**Document text:**
★ ★ ★ ★ ★ ★ ★
This is what I have been doing with MakeMKV.

Is it 4K? If it is, you're out of luck, but for 1080p you can buy HDCP strippers since the encryption is breakable.
There are plenty of ways around HDCP - some cheap HDMI splitters completely bypass it and will allow you to use your other screen.

Typically the review section of a given HDMI splitter on Amazon is a dead give away as to wether they bypass HDCP. Failing that you can buy a HDFury device - which I've used plenty of times in large AV installs to avoid HDMI/HDCP problems...

The best dumb TV is a monitor with an HTPC attached to it.

Also, you can find "LVDS converter boards" which are sold for repurposing LCD panels out of laptops and such, but they can also be used to dumb down TVs. You can buy a large smart TV just for the panel (which is the majority of its price anyway) and replace its motherboard with a dumb converter board.

> You can buy a large smart TV just for the panel (which is the majority of its price anyway) and replace its motherboard with a dumb converter board.

This seems way harder than the alternative: just not connecting it to the internet.

Some smart TVs perpetually act like internet deprived teenagers and are really irritating to operate.

I have one where a bunch of non internet features won’t work without internet.

Sure, you may not connect it to the Internet, but you might have a guest over that logs into their Netflix account while you're in the other room.
> The best dumb TV is a monitor

Can you find a monitor as large as a good TV for a reasonable price?

Not sure how large you're looking for - however, I use a LG 43" 4K monitor as a TV. Lots of connectivity - Multiple HDMI, DVI and even USBC inputs.
That's thousands of dollars, though, innit?
About 700USD last time I checked. Model number is 43un700
In other words, 43" for the price of a 65".
Also, OLED with HDR.
It's been a few years now, but when I bought my current TV (Samsung), one of the first things that popped up when I turned it on was several EULAs. I skimmed over them, and went "lol no", and pressed decline. This effectively lobotomized the TV. None of its "smart" features are enabled.
Unless you get a visitor over that wants to use those features and accepts them while you're away.
They'd have to have my WiFi password as well, which is 64 hexadecimal digits, and the SSID is the poo emoji. Have fun entering that with a TV remote.
Or they could connect it to their phone.
I've heard of Ironcast.TV whose entire selling point is the lack of "smart" features, though I haven't ordered one and I'm not sure if they even shipped any, but on paper it looks nice and reasonably priced: https://displayy.studio/ironcast.tv/
I'm not sure what you mean by lack of "smart" features. Everything is controlled via an app. Sounds the opposite.
As in no online features & ads.

They claim the app is open-source and I'm sure it only uses Bluetooth instead of WIFI thus no internet access at all.

In any case, IR remotes are supported and the app is optional.

I'm curious what makes you sure that it only uses Bluetooth. I didn't see anything about this on the page.
That's how I would implement it, since Bluetooth is a lot simpler than Wi-Fi (no need to build a UI to manage networks, IP addresses, having a TCP/IP stack, etc) and in this case they don't need the online connection that WI-Fi would provide.
Yeah, but it doesn't look like it has built in smart features like Netflix, Hulu, etc.

I don't mind controlling my TVs settings with an app, I just don't want to have to deal with their crappy TV interface.
★ ★ ★ ★ ★ ★ ★
**Stored data:**

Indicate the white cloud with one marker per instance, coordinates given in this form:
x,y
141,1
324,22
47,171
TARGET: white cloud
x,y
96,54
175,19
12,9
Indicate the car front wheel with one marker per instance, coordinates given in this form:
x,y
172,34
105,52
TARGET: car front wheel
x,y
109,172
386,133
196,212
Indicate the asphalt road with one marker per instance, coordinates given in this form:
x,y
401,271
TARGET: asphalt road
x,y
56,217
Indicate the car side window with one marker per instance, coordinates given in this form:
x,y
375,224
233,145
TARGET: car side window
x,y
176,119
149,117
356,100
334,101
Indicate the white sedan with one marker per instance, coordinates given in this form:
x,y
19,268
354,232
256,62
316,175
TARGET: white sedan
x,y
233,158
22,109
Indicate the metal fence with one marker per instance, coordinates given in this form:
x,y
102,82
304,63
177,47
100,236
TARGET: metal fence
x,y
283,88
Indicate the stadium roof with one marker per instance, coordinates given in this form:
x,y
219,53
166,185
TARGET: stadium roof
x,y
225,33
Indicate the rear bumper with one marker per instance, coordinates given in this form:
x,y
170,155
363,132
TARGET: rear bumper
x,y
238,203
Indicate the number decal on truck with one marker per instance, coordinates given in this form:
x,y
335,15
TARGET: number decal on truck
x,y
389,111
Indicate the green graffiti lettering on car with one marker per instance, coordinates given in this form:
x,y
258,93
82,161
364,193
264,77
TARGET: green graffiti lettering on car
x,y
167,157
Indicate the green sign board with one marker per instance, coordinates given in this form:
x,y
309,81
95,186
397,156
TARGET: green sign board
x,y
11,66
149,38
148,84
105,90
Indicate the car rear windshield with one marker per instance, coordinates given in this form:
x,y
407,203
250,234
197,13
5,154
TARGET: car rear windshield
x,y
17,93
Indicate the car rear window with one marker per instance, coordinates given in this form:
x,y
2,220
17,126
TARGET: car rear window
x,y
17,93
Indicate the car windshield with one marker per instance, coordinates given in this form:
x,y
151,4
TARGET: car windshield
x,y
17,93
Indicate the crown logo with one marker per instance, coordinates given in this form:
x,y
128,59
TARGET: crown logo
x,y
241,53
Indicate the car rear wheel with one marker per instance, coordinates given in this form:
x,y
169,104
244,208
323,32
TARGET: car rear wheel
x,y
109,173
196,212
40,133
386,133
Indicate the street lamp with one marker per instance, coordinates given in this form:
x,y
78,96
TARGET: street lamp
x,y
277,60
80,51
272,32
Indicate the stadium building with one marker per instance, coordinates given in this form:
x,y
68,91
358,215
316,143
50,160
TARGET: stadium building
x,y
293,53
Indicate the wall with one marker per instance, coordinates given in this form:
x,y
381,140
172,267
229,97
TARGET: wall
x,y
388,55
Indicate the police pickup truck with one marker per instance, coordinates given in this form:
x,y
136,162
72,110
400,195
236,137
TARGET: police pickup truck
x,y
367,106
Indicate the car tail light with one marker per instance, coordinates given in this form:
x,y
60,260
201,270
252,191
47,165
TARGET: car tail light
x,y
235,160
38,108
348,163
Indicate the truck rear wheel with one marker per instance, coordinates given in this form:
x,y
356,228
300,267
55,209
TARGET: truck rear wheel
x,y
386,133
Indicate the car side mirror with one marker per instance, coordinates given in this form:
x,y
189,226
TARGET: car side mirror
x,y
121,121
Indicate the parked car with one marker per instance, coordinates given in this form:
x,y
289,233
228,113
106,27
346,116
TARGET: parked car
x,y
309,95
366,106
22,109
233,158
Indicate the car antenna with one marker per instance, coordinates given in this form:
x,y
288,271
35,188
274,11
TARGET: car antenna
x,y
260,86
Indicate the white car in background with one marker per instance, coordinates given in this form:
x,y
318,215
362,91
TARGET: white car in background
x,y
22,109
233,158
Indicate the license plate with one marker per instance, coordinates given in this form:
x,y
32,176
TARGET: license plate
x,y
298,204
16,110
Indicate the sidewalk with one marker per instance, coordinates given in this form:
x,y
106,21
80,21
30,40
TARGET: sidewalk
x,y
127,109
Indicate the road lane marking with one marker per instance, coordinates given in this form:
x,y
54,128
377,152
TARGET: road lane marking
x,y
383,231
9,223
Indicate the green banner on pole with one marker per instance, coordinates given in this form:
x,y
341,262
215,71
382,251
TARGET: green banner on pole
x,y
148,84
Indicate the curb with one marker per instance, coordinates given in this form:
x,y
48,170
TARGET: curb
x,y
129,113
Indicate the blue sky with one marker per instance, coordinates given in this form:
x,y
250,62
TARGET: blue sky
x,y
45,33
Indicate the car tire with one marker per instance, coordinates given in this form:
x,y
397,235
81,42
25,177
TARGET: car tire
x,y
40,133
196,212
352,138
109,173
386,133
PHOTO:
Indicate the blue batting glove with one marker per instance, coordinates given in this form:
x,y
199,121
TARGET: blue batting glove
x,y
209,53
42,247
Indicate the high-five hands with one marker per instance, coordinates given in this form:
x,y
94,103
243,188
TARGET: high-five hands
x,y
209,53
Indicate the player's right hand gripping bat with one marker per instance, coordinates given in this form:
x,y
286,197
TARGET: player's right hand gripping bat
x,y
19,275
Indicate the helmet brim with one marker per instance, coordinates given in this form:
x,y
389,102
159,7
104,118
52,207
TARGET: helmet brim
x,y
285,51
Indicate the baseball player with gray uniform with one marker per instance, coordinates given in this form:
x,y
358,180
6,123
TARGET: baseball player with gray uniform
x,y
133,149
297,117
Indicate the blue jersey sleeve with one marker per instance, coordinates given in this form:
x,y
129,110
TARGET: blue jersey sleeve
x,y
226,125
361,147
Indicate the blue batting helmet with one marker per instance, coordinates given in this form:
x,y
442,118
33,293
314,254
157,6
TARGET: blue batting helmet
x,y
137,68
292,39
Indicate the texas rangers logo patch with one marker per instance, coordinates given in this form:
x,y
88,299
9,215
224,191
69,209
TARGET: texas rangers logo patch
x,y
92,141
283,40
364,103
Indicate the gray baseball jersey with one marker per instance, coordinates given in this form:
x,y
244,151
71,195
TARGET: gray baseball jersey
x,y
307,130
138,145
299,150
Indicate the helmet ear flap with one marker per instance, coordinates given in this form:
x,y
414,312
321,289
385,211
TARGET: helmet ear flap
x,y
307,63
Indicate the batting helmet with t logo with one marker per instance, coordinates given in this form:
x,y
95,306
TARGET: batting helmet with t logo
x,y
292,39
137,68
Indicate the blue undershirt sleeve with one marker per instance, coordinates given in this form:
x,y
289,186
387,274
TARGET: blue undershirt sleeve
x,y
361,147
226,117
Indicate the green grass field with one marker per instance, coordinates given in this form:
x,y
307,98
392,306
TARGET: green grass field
★ ★ ★ ★ ★ ★ ★
**Task instructions:**
• 1. Pull out every row that contains the string "marking", matching case.
• 2. Please take the discussion of dumb TVs further, picking up after its last comment.
The rows have nothing to do with the discussion of dumb TVs.

**Set of answers:**
• 1.
Indicate the road lane marking with one marker per instance, coordinates given in this form:
TARGET: road lane marking

• 2.
I thought I looked at it and it had an API.

I don't know... their site has changed a bunch and seems to have tons of tracking links

Looks cool, but no price in sight. Doesn't bode well.
It looks interesting, but I'm confused at how "removing complexity" involves controlling the TV via an app instead of a remote.
Prism+ tv is just a tv without smart tv functions except it can run Netflix and YouTube and prime video. Thats it.
so, a smart tv then? that's pretty much what the smart tv features include.
Sounds like the worst of both worlds. You have a smart TV but it's locked down even more.
I posted in another thread but another option is commercial signage displays. They are built for commercial use which means they are very bright and durable and missing lots of consumer features. They can be more expensive but not outrageous.
LG sells them as some of their "Business" tvs, intended e.g. for hotels. In Canada some of them are branded as "Commercial Lite".

Here's an LG 65" 4k HDR dumb TV: https://www.lg.com/ca_en/business/commercial-tv/lg-65UV340H

I have a similar model from a few years ago (purchased from Canada Computers fwiw), and I love it. Because I don't notice it exists. It just does its job, like a TV should.

It looks interesting, but the lack of pricing information suggests it to be unreasonably high (plus unnecessary hassle: truly "business").

What did you pay?

I recently ordered a bunch of LG Commercial TVs for a job, at 55” they came out to about AUD$1600, which I think is pretty reasonable.

As to the hassle, yes you’d probably find it difficult to buy one for personal use. L

The Scepter 50" 4k TVs recommended in the article are $200 at Walmart. The quality probably isn't as good, but at 1/8th the cost that's a hard up-sell.
I have a sceptre. They're really good for the price and super reliable. I won't buy anything else. In fact I might go get a couple spares so I don't have to worry for a while.
I literally cannot tell if you are joking.
Dead serious. I really like mine. Best cheap dumb panel.

Even has an AV in for my playstation 2.

I also bought a 65" Sceptre because it's a reasonably priced dumb TV. No issues after a couple years.
I grabbed the Kogan 55” 4K HDR (lol that feature is badly implemented though) TV for $550, it’s been excellent.

Dumb TV, decent picture, has worked great so far!

Actually, mine was a bit cheaper! It's 55" 4k but no HDR. It was ~$850 CAD. At the time, LG's equivalent (spec-wise, as far as I could tell) "consumer" smart-tv was ~$1000.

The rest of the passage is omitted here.